### GOAL
Can you return, word for word, the part of the passage on early Christianity in Japan between "The people whom" and "and not malicious.", inclusive?

### EXCERPT PROVIDED
* * * * * * *
The people whom we have met so far, are the best who have as yet been discovered, and it seems to me that we shall never find among heathens another race to equal the Japanese. They are a people of very good manners, good in general, and not malicious.
–Francis Xavier c. 1551
Note: This is the first of a three-part series. The series was originally posted as a single long article.
Today less than 1% of Japan’s population are Christian. In the beginning of the 1600s, 1.5% of Japan were Christians (Offman, 2014; Breen & Williams 1996). Christianity has struggled to spread within Japan, and it has had a troubled history. It all began in 1549 when Francis Xavier and Yajiro, a Japanese man Xavier met in Malacca, landed in Kagoshima. Two years later, he abandoned Japan to focus on China, leaving the country in the hands of his colleagues Allessandro Valignano and Matteo Ricci. All three decided to change the policies that had devastated the New World–the eradication of the native religions. Instead, they held Chinese and Japanese culture in such high esteem that they tried to accommodate rather than exterminate (Hur, 2007).
* * * * * * *
### INFORMATION SUPPLIED

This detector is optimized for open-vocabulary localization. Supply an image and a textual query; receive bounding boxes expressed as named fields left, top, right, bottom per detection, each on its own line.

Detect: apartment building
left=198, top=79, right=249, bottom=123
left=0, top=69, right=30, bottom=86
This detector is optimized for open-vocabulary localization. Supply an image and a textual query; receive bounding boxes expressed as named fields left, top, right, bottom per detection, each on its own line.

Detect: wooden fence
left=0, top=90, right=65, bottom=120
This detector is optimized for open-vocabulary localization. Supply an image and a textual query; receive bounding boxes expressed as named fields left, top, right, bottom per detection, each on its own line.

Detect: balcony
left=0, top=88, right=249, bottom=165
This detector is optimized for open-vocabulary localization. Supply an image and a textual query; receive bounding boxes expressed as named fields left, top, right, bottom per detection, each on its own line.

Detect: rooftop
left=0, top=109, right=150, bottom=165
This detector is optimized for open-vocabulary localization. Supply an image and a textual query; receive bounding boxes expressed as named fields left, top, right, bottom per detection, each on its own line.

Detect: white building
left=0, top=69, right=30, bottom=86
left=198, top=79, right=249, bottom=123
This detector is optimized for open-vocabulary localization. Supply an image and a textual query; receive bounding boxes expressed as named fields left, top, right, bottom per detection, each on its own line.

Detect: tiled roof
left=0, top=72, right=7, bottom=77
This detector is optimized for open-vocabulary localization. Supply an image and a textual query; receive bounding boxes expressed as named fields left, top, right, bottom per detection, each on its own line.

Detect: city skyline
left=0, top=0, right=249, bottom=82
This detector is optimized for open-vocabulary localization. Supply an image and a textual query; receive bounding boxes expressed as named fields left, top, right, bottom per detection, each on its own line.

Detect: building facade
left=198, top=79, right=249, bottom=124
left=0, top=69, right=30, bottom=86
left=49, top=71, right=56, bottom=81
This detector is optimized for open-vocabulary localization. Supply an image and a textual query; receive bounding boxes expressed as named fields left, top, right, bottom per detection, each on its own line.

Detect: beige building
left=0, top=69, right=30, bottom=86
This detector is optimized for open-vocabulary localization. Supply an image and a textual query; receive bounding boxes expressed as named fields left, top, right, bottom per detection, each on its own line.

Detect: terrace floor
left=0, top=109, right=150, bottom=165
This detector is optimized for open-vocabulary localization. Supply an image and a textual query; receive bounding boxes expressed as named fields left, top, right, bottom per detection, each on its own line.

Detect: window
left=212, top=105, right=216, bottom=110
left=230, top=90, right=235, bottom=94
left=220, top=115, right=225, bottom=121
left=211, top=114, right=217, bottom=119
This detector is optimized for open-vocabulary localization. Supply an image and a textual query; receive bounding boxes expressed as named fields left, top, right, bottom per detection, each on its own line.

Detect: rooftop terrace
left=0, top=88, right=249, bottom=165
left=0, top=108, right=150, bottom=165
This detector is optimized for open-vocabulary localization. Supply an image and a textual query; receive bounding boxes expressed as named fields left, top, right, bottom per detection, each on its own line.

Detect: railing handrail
* * * * * * *
### REPLY
The people whom we have met so far, are the best who have as yet been discovered, and it seems to me that we shall never find among heathens another race to equal the Japanese. They are a people of very good manners, good in general, and not malicious.